INSTRUCTIONS TO FOLLOW> Lines from the beginning of the data through the line containing "trim in the photo above." are to be copied exactly, with no other line included.

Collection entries
+===+

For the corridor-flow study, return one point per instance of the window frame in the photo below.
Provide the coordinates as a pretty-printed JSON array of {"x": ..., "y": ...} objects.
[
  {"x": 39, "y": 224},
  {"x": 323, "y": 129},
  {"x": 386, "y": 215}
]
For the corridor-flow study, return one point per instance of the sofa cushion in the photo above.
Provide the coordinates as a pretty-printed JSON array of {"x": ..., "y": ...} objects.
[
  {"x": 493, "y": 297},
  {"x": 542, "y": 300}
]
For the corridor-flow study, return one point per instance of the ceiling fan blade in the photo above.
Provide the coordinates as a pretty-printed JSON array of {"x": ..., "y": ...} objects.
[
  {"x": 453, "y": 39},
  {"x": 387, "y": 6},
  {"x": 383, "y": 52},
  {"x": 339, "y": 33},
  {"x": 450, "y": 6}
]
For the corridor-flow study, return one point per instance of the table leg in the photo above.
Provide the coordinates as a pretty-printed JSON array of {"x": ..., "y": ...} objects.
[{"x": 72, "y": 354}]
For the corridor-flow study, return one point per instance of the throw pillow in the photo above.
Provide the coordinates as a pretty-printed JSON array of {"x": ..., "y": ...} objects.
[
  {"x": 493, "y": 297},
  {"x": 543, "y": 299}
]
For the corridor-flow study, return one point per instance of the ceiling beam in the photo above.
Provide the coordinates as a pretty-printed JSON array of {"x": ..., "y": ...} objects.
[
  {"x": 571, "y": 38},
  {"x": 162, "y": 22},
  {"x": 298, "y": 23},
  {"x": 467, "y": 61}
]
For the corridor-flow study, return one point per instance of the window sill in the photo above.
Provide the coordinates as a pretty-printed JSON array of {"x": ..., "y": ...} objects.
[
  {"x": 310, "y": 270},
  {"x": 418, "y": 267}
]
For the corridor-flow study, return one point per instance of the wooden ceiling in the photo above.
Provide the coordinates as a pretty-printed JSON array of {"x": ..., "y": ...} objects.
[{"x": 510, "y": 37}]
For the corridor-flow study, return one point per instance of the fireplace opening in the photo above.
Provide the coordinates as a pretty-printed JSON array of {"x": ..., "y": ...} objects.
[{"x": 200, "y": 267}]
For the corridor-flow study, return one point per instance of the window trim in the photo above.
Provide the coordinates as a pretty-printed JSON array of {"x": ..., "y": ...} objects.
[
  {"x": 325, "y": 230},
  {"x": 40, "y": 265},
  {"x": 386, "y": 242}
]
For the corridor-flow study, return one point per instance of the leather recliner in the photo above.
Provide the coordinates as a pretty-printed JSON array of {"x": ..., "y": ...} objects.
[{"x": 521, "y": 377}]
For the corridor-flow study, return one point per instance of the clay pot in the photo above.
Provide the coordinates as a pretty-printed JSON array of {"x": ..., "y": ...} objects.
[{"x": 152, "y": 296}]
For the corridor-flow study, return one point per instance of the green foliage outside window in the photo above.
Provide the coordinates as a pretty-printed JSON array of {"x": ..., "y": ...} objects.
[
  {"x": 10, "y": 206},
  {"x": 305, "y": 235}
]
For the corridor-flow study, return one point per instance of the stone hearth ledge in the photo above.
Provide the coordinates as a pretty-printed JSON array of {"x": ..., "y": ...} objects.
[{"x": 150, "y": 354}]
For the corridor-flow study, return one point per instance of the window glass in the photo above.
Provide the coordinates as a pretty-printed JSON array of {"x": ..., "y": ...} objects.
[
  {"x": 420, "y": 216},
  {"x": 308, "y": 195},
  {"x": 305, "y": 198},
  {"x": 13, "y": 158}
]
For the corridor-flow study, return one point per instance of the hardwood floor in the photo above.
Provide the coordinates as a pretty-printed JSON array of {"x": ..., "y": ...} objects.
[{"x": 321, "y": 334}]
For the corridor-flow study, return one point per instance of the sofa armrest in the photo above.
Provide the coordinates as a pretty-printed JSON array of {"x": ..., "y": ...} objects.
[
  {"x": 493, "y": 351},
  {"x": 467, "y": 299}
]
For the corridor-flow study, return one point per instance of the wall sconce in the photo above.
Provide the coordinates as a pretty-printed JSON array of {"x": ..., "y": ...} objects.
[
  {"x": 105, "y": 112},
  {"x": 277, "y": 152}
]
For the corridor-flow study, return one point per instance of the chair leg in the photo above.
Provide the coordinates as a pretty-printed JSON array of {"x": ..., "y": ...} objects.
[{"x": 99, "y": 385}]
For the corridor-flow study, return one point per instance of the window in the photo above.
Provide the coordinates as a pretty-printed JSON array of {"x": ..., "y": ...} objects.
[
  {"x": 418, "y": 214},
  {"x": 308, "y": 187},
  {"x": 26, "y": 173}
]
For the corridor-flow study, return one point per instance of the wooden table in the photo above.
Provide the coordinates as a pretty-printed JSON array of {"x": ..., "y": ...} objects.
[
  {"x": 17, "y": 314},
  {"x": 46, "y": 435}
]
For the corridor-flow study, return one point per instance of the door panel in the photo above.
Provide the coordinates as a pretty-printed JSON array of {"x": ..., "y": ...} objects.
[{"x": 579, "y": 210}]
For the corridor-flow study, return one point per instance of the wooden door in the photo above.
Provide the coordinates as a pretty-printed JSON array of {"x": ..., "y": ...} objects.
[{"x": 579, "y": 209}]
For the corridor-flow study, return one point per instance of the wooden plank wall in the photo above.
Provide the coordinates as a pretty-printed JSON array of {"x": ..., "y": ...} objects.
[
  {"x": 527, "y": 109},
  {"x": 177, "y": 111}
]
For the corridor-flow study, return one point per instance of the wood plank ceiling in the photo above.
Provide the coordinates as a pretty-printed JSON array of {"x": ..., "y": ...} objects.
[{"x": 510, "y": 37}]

+===+

TASK SOLUTION>
For the corridor-flow study, return one point per instance of the window frame in the photo below.
Provide the coordinates as a pretty-printed JSON array of {"x": ..., "y": ...} objects.
[
  {"x": 39, "y": 224},
  {"x": 323, "y": 129},
  {"x": 386, "y": 215}
]
For the corridor-flow study, return one point per instance of the sofa cushion in the photo above.
Provide the coordinates as a pretty-printed JSON array of {"x": ..., "y": ...} objects.
[
  {"x": 493, "y": 297},
  {"x": 542, "y": 300}
]
For the corridor-flow study, return one point per instance of the ceiling fan blade in the photo above.
Provide the coordinates as a pretty-printed JSON array of {"x": ..., "y": ...} objects.
[
  {"x": 453, "y": 39},
  {"x": 387, "y": 6},
  {"x": 383, "y": 52},
  {"x": 339, "y": 33},
  {"x": 450, "y": 6}
]
For the corridor-flow study, return one point per instance of the table leg in the photo above.
Provide the coordinates as a pretty-printed JSON array of {"x": ..., "y": ...} objects.
[{"x": 72, "y": 354}]
For the corridor-flow study, return one point per instance of the throw pillow in the photo above.
Provide the coordinates as a pretty-printed JSON array of {"x": ..., "y": ...} objects.
[
  {"x": 493, "y": 297},
  {"x": 543, "y": 299}
]
For the corridor-flow study, return one point per instance of the ceiling beam in the photo above.
Provide the coordinates as a pretty-printed JSON array of {"x": ..., "y": ...} objects.
[
  {"x": 571, "y": 38},
  {"x": 162, "y": 22},
  {"x": 298, "y": 23},
  {"x": 467, "y": 61}
]
For the corridor-flow study, return one point per instance of the window sill in the photo above.
Provide the coordinates as a pretty-printed JSON array of {"x": ..., "y": ...} objects.
[
  {"x": 310, "y": 270},
  {"x": 418, "y": 267}
]
For the corridor-flow study, return one point per instance of the wooden ceiling in the photo above.
Provide the coordinates as a pretty-printed JSON array of {"x": ..., "y": ...} objects.
[{"x": 510, "y": 37}]
For the corridor-flow study, return one point per instance of the fireplace opening in the photo above.
Provide the coordinates as a pretty-printed JSON array of {"x": ..., "y": ...} objects.
[{"x": 200, "y": 267}]
For the corridor-flow study, return one point per instance of the window trim in the photo above.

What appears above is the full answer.